** start Material **

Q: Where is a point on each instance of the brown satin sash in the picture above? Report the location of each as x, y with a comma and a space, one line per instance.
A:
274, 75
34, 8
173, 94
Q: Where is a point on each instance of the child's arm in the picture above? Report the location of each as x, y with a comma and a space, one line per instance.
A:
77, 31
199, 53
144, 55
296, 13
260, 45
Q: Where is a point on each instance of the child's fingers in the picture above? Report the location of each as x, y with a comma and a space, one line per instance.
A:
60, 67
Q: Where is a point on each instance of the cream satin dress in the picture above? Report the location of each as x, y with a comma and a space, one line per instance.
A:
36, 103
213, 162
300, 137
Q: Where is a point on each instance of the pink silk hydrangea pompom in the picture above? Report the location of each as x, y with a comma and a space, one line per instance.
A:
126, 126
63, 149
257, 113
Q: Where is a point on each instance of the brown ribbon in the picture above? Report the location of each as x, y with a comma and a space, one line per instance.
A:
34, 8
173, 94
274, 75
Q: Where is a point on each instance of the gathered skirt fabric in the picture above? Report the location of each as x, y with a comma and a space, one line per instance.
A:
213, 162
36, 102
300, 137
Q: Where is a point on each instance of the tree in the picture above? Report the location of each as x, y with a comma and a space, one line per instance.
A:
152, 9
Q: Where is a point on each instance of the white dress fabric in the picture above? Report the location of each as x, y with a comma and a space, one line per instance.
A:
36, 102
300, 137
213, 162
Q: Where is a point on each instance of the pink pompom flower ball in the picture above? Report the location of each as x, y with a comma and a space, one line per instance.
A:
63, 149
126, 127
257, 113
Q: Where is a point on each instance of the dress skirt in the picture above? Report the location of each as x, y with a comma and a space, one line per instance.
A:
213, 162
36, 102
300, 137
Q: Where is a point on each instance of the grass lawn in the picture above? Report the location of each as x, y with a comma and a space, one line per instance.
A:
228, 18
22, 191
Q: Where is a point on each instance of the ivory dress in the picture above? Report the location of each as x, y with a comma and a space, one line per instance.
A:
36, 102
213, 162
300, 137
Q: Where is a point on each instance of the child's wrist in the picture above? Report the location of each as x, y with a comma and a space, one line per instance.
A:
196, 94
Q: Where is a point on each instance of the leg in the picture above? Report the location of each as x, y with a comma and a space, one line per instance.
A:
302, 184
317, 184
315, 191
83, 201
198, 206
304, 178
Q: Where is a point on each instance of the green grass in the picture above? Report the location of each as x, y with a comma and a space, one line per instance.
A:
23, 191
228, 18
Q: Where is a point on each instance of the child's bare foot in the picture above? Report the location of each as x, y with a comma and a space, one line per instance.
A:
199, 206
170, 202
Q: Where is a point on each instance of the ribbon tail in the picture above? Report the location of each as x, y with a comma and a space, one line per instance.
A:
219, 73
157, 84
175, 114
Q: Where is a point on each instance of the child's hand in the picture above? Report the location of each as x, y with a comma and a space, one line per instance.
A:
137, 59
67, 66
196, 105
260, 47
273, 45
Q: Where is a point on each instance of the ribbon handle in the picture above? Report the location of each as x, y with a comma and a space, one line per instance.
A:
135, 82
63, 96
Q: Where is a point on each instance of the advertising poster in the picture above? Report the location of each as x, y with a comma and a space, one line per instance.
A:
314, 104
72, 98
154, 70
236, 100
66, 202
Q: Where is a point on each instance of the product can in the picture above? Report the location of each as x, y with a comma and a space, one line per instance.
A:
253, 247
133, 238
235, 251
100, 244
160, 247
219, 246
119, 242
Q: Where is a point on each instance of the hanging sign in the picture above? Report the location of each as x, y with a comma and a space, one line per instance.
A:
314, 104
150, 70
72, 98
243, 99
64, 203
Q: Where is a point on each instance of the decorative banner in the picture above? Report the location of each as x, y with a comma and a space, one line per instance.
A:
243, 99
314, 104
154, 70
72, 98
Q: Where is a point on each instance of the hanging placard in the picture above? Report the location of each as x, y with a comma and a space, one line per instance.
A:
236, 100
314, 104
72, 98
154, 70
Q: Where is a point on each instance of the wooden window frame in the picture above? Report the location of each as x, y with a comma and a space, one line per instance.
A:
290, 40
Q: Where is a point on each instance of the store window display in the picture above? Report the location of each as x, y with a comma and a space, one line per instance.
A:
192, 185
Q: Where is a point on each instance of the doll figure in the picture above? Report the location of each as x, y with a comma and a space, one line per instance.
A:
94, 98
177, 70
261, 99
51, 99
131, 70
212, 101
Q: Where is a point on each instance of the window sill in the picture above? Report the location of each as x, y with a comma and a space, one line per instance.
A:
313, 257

** end Material **

# What to produce
Include both ends. Return the line holding "Q: Where is a point on each instance of the decorative" and all lines after it in the records above, exactly as written.

# The reply
Q: Where is a point on each instance of the decorative banner in the picture above? Report the location of each as x, y with a comma and a space, one line per instance.
A:
243, 99
314, 104
154, 70
72, 98
Q: Where is a point on each instance of the hanging placard in the picture above? Report the location of each as x, y with a comma and a space, one line per instance.
A:
236, 100
314, 104
72, 98
154, 70
Q: Where is a point on each instance of the wooden window frame in the picture above? Report the location of each as x, y with a comma and a space, one line per instance.
A:
290, 40
Q: Where is a point on each instance of the store window display in the picture above? Report the location of each as x, y with a comma and a space, one line per instance.
A:
192, 185
Q: Where is a point on each instance of the doll figure in the picture above? Report the location of each as x, y with a comma and a space, one line per instance.
A:
94, 98
177, 70
261, 99
51, 99
131, 70
212, 101
Q: Where is a point on each instance of the window sill in the picture above? Report the location of each as x, y with a comma and a space, one line per instance.
A:
313, 257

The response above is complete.